■ ACTIVITY
From the data that follows, print exactly the lines starting at the one containing "Phrase: ceiling air vent" and ending at the one containing "Phrase: ceiling fan blade"; include both of them and nothing more.

---- PROVIDED ENTRIES

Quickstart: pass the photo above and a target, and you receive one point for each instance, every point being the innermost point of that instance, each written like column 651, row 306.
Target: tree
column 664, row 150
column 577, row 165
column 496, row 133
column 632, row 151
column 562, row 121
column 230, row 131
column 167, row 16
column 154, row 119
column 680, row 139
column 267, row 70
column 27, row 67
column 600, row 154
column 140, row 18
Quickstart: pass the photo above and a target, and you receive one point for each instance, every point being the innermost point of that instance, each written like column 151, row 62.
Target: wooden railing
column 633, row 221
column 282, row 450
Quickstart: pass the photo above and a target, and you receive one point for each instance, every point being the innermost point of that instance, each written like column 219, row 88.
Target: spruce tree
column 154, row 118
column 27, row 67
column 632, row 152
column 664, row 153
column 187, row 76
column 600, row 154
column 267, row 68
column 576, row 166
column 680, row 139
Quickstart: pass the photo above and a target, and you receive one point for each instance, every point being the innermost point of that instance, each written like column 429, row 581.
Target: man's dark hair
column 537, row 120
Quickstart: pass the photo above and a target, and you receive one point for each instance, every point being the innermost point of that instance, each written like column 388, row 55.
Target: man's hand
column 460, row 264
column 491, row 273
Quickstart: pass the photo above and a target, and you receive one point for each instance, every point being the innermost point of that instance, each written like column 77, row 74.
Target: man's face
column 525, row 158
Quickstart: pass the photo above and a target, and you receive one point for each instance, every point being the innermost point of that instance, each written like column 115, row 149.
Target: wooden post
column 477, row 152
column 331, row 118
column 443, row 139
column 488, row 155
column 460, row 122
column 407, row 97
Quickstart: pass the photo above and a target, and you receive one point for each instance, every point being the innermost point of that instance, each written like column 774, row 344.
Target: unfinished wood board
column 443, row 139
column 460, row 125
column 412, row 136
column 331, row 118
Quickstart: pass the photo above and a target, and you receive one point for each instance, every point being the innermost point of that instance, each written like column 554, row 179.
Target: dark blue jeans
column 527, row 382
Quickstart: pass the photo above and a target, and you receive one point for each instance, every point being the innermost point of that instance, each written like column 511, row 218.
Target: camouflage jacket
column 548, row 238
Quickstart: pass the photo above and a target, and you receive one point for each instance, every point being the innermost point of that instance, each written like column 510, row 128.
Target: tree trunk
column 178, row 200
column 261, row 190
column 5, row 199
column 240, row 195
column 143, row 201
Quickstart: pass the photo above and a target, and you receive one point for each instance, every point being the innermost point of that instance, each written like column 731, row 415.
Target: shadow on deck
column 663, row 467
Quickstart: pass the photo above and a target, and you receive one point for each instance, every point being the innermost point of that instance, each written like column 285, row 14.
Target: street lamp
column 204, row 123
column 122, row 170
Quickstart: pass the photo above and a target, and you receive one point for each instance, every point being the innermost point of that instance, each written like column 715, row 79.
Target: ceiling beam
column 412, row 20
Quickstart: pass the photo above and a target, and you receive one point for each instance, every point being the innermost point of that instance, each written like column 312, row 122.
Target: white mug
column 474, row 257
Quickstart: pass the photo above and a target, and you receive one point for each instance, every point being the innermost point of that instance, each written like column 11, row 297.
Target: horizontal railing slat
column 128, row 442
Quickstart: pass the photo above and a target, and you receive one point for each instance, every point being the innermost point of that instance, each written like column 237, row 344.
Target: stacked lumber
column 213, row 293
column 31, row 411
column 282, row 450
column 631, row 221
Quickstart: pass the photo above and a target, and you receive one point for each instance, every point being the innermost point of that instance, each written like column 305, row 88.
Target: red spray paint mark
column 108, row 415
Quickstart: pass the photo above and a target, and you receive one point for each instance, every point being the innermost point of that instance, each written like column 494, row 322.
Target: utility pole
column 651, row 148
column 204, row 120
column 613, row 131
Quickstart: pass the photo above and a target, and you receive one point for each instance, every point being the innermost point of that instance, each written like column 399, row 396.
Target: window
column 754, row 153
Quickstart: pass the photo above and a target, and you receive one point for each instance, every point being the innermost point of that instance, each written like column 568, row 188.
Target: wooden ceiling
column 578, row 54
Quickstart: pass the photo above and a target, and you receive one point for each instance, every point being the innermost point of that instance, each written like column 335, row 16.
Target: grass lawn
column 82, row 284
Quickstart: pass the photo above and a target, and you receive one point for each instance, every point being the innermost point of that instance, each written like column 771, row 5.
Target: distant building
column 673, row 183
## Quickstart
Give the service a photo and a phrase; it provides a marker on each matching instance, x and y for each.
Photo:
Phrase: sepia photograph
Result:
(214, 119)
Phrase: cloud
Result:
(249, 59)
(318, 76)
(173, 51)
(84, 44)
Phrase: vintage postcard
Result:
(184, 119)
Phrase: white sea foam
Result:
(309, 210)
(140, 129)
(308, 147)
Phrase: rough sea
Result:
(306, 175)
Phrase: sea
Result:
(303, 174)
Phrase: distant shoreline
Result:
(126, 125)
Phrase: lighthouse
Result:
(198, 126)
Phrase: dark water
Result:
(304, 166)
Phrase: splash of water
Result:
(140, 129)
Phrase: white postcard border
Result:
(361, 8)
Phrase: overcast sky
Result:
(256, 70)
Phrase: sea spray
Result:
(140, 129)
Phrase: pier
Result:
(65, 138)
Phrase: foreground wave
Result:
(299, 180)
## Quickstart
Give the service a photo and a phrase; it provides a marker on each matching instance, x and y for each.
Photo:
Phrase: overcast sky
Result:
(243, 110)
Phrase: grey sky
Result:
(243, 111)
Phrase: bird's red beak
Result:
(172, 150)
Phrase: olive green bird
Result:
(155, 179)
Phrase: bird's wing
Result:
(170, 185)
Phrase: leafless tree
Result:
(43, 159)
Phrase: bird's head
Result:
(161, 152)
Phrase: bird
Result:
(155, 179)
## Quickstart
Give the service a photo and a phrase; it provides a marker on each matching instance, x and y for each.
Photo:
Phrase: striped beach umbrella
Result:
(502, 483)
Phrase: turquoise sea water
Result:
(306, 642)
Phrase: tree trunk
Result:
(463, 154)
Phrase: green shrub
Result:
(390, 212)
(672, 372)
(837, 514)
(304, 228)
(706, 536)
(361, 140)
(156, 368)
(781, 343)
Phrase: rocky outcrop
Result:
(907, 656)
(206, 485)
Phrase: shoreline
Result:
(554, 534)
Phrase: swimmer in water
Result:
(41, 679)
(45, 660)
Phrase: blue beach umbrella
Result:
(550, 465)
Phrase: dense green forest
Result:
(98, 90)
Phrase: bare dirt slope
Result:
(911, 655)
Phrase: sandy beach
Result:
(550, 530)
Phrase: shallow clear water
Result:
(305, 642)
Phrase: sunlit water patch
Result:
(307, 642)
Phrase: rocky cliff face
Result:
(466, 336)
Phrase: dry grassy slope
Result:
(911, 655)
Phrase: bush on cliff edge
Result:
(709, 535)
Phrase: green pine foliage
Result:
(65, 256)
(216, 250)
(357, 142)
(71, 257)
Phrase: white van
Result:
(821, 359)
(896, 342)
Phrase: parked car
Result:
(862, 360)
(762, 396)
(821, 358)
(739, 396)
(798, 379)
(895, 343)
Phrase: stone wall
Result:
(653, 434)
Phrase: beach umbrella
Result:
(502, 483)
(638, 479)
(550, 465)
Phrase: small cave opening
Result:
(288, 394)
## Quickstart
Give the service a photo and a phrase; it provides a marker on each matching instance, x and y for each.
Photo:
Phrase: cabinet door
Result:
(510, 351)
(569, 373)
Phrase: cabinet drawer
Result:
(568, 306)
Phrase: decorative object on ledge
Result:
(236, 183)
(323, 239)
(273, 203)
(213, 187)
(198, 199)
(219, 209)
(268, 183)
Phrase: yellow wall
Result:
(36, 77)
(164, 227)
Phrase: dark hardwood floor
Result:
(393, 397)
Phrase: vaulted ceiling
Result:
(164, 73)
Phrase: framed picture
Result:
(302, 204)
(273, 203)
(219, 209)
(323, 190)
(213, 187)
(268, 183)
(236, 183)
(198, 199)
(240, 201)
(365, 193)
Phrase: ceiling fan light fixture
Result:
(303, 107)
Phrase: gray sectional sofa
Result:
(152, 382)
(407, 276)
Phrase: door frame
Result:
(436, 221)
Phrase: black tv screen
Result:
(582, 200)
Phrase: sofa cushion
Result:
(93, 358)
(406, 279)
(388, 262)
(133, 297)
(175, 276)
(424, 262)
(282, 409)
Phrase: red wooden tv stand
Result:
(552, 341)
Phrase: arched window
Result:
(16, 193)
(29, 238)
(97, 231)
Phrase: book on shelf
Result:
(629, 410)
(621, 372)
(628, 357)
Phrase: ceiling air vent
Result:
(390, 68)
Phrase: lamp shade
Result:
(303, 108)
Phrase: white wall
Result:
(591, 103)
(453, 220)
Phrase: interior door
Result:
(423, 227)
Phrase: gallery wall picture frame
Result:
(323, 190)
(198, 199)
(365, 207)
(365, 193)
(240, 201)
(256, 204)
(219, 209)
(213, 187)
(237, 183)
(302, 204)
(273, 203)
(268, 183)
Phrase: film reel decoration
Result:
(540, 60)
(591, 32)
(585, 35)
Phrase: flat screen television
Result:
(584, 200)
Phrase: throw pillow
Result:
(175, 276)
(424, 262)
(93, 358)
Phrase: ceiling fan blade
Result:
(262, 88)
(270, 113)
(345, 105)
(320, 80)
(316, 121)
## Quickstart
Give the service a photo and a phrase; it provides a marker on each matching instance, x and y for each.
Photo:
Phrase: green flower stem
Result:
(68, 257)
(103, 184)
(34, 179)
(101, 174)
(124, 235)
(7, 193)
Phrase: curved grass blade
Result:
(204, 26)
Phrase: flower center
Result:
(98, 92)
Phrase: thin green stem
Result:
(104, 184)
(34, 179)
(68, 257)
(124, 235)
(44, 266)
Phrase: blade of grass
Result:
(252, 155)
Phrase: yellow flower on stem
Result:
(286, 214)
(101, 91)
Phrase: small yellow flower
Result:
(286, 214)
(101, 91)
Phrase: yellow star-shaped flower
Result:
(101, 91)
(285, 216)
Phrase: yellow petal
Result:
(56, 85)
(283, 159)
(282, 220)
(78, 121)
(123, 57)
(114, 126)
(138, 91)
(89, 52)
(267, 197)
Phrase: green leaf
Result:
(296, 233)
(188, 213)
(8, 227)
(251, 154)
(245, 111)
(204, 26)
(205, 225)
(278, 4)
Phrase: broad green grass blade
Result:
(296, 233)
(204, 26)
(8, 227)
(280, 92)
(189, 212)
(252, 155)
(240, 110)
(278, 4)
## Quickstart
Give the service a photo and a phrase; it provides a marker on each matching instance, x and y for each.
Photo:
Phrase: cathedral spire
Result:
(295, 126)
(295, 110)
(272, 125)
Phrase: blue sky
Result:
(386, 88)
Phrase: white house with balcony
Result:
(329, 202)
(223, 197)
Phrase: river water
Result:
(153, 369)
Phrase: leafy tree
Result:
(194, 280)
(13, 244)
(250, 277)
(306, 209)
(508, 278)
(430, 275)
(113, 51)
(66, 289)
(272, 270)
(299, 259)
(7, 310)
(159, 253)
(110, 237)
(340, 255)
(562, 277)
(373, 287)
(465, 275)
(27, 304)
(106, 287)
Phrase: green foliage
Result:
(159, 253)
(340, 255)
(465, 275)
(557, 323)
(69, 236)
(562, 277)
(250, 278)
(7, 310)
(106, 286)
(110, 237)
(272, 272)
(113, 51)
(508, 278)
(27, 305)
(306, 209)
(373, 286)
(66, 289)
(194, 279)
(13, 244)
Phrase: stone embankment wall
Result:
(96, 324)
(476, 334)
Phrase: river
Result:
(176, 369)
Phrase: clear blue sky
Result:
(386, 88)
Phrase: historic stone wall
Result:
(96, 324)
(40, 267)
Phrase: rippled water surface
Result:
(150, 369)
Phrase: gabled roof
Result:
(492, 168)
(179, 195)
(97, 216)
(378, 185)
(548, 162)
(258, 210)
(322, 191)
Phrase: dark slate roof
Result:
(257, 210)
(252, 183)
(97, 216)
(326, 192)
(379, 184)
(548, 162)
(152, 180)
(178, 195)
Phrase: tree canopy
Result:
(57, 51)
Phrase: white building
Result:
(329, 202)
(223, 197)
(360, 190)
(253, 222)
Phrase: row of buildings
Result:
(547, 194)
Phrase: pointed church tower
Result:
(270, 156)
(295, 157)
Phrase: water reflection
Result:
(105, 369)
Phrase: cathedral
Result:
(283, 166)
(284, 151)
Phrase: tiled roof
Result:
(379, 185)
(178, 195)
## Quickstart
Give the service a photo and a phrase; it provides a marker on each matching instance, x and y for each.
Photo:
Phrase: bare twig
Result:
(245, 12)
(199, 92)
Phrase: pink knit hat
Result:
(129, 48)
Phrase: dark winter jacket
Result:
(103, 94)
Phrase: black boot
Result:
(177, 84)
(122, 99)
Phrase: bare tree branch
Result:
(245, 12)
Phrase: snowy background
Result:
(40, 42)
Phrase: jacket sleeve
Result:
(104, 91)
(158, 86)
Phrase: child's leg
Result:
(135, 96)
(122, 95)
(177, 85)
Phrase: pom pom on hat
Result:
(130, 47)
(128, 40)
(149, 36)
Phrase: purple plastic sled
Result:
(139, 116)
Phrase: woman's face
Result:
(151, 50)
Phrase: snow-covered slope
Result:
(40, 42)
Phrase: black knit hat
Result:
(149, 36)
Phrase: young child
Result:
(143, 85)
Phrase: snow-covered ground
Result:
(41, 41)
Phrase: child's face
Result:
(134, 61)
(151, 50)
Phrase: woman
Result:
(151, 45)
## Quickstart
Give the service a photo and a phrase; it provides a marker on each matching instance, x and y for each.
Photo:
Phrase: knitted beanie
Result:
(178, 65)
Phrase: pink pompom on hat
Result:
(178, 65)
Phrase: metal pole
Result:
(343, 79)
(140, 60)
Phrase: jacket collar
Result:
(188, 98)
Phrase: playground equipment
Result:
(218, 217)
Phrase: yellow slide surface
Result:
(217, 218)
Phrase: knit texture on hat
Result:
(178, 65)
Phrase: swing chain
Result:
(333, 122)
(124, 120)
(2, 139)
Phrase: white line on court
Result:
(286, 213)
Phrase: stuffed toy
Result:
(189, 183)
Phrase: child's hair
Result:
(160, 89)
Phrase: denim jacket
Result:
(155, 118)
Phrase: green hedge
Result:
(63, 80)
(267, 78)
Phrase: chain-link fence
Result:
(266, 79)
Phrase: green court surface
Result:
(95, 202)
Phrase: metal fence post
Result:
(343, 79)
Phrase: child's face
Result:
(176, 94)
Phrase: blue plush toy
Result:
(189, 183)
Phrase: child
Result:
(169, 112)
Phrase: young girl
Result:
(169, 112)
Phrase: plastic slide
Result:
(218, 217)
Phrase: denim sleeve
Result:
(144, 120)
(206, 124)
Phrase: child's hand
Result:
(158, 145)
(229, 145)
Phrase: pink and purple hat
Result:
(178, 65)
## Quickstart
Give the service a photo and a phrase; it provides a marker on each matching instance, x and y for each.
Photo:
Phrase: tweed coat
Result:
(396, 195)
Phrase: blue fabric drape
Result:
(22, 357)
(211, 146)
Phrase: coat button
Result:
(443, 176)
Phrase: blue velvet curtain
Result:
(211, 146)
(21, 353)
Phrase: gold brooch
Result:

--------

■ FINISHED EXERCISE
Phrase: ceiling air vent
Result:
(390, 68)
Phrase: lamp shade
Result:
(303, 108)
Phrase: white wall
Result:
(591, 103)
(453, 220)
Phrase: interior door
Result:
(423, 227)
Phrase: gallery wall picture frame
Result:
(323, 190)
(198, 199)
(365, 207)
(365, 193)
(240, 201)
(256, 204)
(219, 209)
(213, 187)
(237, 183)
(302, 204)
(273, 203)
(268, 183)
Phrase: film reel decoration
Result:
(540, 60)
(591, 32)
(585, 35)
Phrase: flat screen television
Result:
(584, 200)
Phrase: throw pillow
Result:
(175, 276)
(424, 262)
(93, 358)
Phrase: ceiling fan blade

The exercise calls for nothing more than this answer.